─── Dataset excerpts ───

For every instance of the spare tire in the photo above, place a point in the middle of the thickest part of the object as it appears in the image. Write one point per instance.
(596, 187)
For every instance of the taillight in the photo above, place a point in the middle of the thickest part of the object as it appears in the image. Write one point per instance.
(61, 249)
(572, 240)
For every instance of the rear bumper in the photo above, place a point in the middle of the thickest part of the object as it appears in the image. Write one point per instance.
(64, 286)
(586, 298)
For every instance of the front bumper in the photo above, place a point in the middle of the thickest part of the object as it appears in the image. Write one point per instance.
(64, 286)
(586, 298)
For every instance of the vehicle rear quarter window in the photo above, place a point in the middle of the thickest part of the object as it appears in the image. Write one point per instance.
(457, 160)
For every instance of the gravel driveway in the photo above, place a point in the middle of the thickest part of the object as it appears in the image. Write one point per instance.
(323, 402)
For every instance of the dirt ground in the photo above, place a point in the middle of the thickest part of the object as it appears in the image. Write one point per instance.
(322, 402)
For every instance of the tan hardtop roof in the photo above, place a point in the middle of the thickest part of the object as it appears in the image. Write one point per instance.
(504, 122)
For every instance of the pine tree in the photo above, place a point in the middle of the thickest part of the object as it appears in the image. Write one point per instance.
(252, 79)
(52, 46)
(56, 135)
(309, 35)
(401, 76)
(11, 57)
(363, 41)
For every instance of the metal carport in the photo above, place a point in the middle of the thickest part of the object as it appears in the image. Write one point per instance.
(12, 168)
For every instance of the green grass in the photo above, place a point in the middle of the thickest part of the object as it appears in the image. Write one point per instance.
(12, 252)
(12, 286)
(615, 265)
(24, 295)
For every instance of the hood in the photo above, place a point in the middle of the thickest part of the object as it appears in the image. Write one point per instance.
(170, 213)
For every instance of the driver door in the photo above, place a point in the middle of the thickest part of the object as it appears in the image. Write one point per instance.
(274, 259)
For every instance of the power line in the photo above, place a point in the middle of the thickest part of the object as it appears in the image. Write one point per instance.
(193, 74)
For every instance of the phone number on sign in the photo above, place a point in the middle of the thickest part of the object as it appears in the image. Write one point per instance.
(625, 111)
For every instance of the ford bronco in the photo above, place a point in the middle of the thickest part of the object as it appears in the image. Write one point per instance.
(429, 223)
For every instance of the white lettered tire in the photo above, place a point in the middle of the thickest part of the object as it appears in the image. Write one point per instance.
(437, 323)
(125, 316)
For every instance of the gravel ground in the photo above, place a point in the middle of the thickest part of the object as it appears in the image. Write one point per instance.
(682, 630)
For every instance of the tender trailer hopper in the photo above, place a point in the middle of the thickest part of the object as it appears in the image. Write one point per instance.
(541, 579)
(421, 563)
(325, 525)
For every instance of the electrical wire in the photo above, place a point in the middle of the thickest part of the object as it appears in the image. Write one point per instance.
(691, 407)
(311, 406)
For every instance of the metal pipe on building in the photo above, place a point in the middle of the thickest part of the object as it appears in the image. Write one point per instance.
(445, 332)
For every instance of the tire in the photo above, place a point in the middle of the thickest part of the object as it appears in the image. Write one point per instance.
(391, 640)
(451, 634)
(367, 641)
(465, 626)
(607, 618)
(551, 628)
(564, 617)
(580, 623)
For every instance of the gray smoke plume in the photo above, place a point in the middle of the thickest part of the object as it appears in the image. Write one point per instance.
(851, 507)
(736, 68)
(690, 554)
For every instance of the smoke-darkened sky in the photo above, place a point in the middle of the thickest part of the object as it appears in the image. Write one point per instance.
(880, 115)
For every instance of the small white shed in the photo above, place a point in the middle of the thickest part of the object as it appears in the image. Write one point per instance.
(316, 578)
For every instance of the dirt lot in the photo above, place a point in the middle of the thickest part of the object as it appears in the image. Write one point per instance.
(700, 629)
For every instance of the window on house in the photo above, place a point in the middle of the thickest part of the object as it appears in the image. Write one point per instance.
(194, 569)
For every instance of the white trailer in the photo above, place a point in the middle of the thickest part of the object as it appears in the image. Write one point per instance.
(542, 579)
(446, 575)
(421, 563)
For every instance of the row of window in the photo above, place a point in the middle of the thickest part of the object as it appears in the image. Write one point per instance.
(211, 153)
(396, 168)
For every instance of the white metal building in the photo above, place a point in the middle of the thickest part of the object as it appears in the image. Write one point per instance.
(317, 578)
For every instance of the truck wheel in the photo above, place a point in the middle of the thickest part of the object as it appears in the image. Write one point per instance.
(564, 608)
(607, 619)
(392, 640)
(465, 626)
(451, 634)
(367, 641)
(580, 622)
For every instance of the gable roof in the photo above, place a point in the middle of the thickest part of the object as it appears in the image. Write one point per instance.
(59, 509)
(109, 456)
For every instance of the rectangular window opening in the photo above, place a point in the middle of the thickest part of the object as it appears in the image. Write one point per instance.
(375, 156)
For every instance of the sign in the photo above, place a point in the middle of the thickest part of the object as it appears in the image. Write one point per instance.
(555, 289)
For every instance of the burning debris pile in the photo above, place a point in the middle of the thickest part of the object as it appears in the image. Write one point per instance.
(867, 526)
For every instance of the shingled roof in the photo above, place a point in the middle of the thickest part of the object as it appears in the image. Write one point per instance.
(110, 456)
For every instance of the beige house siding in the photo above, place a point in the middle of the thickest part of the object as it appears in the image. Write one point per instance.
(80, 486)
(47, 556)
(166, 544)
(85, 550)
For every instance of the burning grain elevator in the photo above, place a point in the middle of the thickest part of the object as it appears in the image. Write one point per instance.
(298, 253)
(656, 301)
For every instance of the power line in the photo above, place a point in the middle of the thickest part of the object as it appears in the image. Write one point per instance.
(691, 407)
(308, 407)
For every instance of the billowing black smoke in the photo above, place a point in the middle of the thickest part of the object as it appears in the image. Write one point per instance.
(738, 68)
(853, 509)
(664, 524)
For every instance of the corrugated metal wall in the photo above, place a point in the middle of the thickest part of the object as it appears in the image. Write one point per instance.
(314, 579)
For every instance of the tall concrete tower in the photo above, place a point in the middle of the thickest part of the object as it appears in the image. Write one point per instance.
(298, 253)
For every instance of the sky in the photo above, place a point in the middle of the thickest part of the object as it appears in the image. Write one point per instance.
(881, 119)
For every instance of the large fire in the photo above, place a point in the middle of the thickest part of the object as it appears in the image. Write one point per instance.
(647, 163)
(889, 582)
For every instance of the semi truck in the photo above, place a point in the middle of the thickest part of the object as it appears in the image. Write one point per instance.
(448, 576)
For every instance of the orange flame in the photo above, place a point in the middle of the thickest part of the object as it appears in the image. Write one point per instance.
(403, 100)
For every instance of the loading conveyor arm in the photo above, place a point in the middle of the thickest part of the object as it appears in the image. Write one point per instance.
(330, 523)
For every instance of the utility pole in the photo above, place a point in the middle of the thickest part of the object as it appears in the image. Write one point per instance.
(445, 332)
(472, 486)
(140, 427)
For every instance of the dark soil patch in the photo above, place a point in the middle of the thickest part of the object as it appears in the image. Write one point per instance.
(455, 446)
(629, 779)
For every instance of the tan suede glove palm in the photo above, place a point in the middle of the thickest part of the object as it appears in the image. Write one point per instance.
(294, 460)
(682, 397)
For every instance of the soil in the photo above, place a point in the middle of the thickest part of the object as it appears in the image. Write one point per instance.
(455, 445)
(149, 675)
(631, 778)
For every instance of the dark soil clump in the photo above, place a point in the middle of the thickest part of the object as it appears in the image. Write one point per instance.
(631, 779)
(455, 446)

───

-- Task objective --
Convert all of the data above into a two-column CSV with the header row text,points. Give one row per entry, with its text in the first column and its answer in the second, each in a single quoted field with line breaks replaced by spaces.

-- Answer to this problem --
text,points
"For every instance of the spare tire in the photo above, place a point in the middle of the thickest part of the object as it appears in the image. Write one point per instance.","(596, 187)"
"For every instance of the taillight in the photo above, place a point in the middle of the thickest part of the object as it appears in the image. Write one point per instance.","(61, 249) (572, 240)"
"For every instance of the rear bumper in the photo above, place a point in the middle of the thickest part of the object as it appears in the image. Write one point per instance.","(64, 286) (586, 298)"
"For every instance of the front bumper in the photo above, place a point in the middle of the thickest part of the object as it appears in the image. Write one point per instance.","(64, 286) (586, 298)"
"For every instance of the vehicle rear quarter window in the photo above, place a point in the middle of the thickest part of the object as it appears in the image. Write one point per instance.","(457, 160)"
"For every instance of the gravel driveway in the photo above, place a point in the middle of the thickest part of the object as it appears in the image. Write one point per instance.","(323, 402)"
"For every instance of the dirt ground in the photo above, place a point in the middle of the thickest part of the object as it appears in the image. Write one point per instance.","(322, 402)"
"For every instance of the tan hardtop roof in the photo above, place a point in the middle of the thickest part of the object as it appears in the image. Write one point per instance.","(504, 122)"
"For every instance of the pine tree in the photo above, place a point in the middle of the thickest part of the object as it appears in the image. Write one point per instance.","(252, 79) (52, 46) (56, 135) (309, 35) (401, 76) (11, 57) (363, 41)"
"For every instance of the metal carport in the photo above, place a point in the middle of the thickest part of the object as it appears in the image. Write one point per instance.","(12, 168)"
"For every instance of the green grass in the photo above, place a point in the middle of the thickest part of the object as it appears in the image. Write one point per instance.","(12, 252) (12, 286) (615, 265) (24, 295)"
"For every instance of the hood in the photo above, place a point in the middle of the thickest part of the object as it appears in the image. Write one point per instance.","(170, 213)"
"For every instance of the driver door in the photo above, place a point in the middle of the thickest part of the object as it appears in the image. Write one point per instance.","(274, 259)"
"For every instance of the power line in the photo above, place a point in the middle of the thickest part of the object as it appears in the image. Write one point per instance.","(193, 74)"
"For every instance of the phone number on sign in the photo above, place a point in the middle of the thickest part of the object as it appears in the image. Write one point per instance.","(625, 111)"
"For every instance of the ford bronco in the photo above, place a point in the middle of the thickest part of the object as it appears in the image. Write one point per instance.","(429, 223)"
"For every instance of the white lettered tire in the photo above, place a point in the middle of the thickest part of the object as it appears in the image. Write one point per instance.","(437, 323) (125, 316)"
"For every instance of the gravel ground in the photo above, place a point in the middle of the thickest part of the object as it appears in the image. Write one point per instance.","(682, 630)"
"For every instance of the tender trailer hopper in the photo above, place a point in the middle of the thickest part of the object as it appears in the image. Write one point per instance.","(541, 579) (421, 563) (325, 525)"
"For every instance of the electrical wire in the photo above, place a point in the middle of the thickest part of the object as it appears in the image. Write one point per instance.","(691, 407) (311, 406)"
"For every instance of the metal pipe on building in the photo above, place a point in the middle of the thickest part of the object as it appears in the image. Write one point per instance.","(445, 332)"
"For every instance of the tire in the photo above, place a point in the middle of the thickest part of the object as it appears in the image. Write one point per instance.","(391, 640) (451, 634) (367, 641) (465, 626) (607, 618) (551, 628) (564, 617) (580, 623)"
"For every instance of the gray smoke plume in the photo above, place a point in the middle of the thickest part of the object as it appears in the image. Write one point per instance.","(851, 507) (736, 68) (690, 554)"
"For every instance of the smoke-darkened sky in the photo above, place a point in the middle of the thickest part of the object as it appears in the image. Write one point per instance.","(880, 115)"
"For every instance of the small white shed in the photo above, place a point in the middle of the thickest part of the object as it appears in the image. Write one point per instance.","(316, 578)"
"For every instance of the dirt lot in the photo above, place a point in the middle of the thickest part of the object as it appears in the image. Write one point per instance.","(700, 629)"
"For every instance of the window on house in the photo above, place a point in the middle of the thickest part of the object as it appears in the image. Write one point per instance.","(194, 569)"
"For every instance of the white trailer in the photo above, place a point in the middle of the thickest part of the object as it appears in the image. Write one point per instance.","(542, 579) (446, 575) (421, 563)"
"For every instance of the row of window in the photo above, place a point in the middle of the thickest part of the object as it appears in the image. Write one point per instance.","(211, 153) (396, 168)"
"For every instance of the white metal building in the photo above, place a point in the middle of the thickest part of the object as it appears in the image. Write one point per instance.","(317, 578)"
"For every instance of the truck wheel in the photo above, place a point in the middle of the thickest part of the object as it appears in the image. Write one point per instance.","(564, 608) (607, 619) (392, 640) (465, 626) (451, 634) (367, 641) (580, 622)"
"For every instance of the gable roof in the photo above, place a point in the middle of the thickest part of the object as it appears in the image. Write one point per instance.","(59, 509) (109, 456)"
"For every instance of the rectangular window opening in the photo above, place a point in the middle of the thickest part of the object as it appears in the image. Write one point per instance.","(375, 156)"
"For every instance of the sign in the photo above, place a point in the middle of the thickest part of the object as it appears in the image. Write one point per instance.","(555, 289)"
"For every instance of the burning debris pile in the photo above, place a point in the middle of the thickest part of the object as it appears in the image. Write one point per instance.","(867, 526)"
"For every instance of the shingled roof in the photo above, place a point in the middle of the thickest part of the object as it appears in the image. Write one point per instance.","(110, 456)"
"For every instance of the beige house siding in the photo above, place a point in the middle of the thickest part of the object as it appears in the image. Write one point per instance.","(80, 486) (47, 556) (166, 544) (85, 550)"
"For every instance of the burning grain elevator in the photo above, place a point in the middle of the thickest part of the object as it appears in the image. Write one point per instance.","(298, 253) (656, 301)"
"For every instance of the power line in the photo above, place a point in the middle of the thickest part of the object as it appears in the image. Write one point per instance.","(691, 407) (308, 407)"
"For every instance of the billowing black smoke in the photo above, place a point in the middle of the thickest part of the object as it appears in the image. Write one point per instance.","(738, 68) (853, 509) (664, 524)"
"For every instance of the corrugated metal wall in the photo above, place a point in the middle of the thickest part of the object as it appears in the image. Write one point per instance.","(314, 579)"
"For every instance of the tall concrete tower in the photo above, place a point in the middle of the thickest part of the object as it appears in the image. Write one point per instance.","(298, 253)"
"For every instance of the sky in the photo above, place a point in the middle of the thickest part of the object as it appears in the image. Write one point per instance.","(881, 119)"
"For every instance of the large fire in the photo above, place a point in the middle of the thickest part of the object as it appears in the image. Write one point per instance.","(647, 163) (889, 582)"
"For every instance of the semi truck in the photo above, place a point in the middle of the thickest part of the object as it appears in the image. Write one point per instance.","(448, 576)"
"For every instance of the orange flame in the photo above, place a point in the middle of the thickest part of the object as it appears in the image. Write one point per instance.","(403, 100)"
"For every instance of the loading conveyor arm in the photo above, place a point in the middle of the thickest part of the object as it appears in the image. Write one point per instance.","(330, 523)"
"For every instance of the utility pole in the photo above, place a point in the middle of the thickest part of the object as it appears in the image. Write one point per instance.","(445, 332) (472, 486) (140, 427)"
"For every instance of the dark soil patch in the photo above, place a point in the middle of the thickest part of the object as it appears in the image. Write one point per instance.","(455, 446) (629, 779)"
"For every instance of the tan suede glove palm in the photo above, place a point in the middle of the thickest part of the object as it appears in the image. Write one point per instance.","(294, 460) (682, 397)"
"For every instance of the soil in the photo above, place a point in the middle of the thickest part of the object as it appears in the image. Write one point per instance.","(455, 445) (149, 675) (631, 778)"
"For every instance of the dark soil clump in the photo above, place a point in the middle of the thickest part of the object as it appears in the image. Write one point per instance.","(631, 779) (455, 446)"